------ Text to read ------

For awhile it seemed like Nintendo had adopted a one Mario title per console policy. Back on the original Nintendo when Mario was first making a name for himself we were treated to several wonderful titles that lead into the launch of the Super Nintendo which gave us Super Mario World. After that though, Mario stopped showing up as frequently in his own adventures. Sure he’d pop up here and there to play some sports and race some go-karts, but he was held to one lone outing on the Super Nintendo, Nintendo 64, and the Gamecube. And it wasn’t like he was taking his talents to the handhelds, after Super Mario Land 2 he pretty much stopped showing up there as well. The Gameboy Color and the Gameboy Advance didn’t even have a Super Mario Bros. game of their own, just ports of the old ones.

------

→ Challenge 1:
Find every line in the records below that contains the string "wooden" and copy each one out. Matching is case-sensitive.

------ Given data ------

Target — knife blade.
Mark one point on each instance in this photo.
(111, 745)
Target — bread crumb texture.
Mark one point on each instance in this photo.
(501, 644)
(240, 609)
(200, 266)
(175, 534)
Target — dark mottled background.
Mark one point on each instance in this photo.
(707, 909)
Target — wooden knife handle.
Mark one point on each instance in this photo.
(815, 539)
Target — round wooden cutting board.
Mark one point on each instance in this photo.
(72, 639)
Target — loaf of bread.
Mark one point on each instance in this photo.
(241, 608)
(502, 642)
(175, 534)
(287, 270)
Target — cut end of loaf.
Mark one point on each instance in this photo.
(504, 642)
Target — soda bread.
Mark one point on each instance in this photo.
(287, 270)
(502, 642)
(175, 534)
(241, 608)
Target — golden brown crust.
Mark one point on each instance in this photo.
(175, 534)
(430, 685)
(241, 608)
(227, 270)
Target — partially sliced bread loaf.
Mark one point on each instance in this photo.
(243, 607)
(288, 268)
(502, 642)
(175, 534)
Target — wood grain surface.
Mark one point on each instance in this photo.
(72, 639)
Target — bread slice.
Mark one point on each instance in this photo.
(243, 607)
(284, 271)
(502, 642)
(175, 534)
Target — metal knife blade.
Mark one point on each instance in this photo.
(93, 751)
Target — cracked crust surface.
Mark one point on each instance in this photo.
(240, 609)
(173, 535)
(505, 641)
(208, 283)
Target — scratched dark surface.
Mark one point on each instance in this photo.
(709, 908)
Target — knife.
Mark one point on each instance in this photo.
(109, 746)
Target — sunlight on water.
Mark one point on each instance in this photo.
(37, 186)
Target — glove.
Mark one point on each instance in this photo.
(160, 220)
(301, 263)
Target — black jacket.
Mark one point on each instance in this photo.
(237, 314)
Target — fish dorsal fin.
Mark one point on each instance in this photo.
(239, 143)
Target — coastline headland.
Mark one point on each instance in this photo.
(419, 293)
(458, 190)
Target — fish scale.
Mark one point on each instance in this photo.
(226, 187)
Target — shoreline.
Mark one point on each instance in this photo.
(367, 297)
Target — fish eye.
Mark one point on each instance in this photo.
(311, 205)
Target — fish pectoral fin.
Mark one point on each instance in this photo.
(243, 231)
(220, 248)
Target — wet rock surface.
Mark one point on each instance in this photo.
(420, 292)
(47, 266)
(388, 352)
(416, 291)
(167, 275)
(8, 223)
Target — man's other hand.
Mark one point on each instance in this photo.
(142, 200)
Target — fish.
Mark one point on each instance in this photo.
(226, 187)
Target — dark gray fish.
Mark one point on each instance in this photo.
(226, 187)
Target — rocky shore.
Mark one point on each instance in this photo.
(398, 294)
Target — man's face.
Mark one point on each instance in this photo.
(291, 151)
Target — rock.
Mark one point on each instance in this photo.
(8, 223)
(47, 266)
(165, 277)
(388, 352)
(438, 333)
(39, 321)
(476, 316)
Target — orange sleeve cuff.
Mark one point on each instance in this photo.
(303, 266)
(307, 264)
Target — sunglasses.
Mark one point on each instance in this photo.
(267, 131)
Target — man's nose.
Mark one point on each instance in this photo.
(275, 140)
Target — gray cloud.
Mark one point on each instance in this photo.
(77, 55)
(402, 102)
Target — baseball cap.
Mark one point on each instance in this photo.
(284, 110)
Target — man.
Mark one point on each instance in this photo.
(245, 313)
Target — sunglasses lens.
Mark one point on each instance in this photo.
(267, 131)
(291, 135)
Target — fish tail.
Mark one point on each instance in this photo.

------

→ Challenge 2:
From the passage on Mario games above, output the words starting with "For awhile it" and going on through "the old ones.", copied verbatim.

→ Complete output 1:
Target — wooden knife handle.
Target — round wooden cutting board.

→ Complete output 2:
For awhile it seemed like Nintendo had adopted a one Mario title per console policy. Back on the original Nintendo when Mario was first making a name for himself we were treated to several wonderful titles that lead into the launch of the Super Nintendo which gave us Super Mario World. After that though, Mario stopped showing up as frequently in his own adventures. Sure he’d pop up here and there to play some sports and race some go-karts, but he was held to one lone outing on the Super Nintendo, Nintendo 64, and the Gamecube. And it wasn’t like he was taking his talents to the handhelds, after Super Mario Land 2 he pretty much stopped showing up there as well. The Gameboy Color and the Gameboy Advance didn’t even have a Super Mario Bros. game of their own, just ports of the old ones.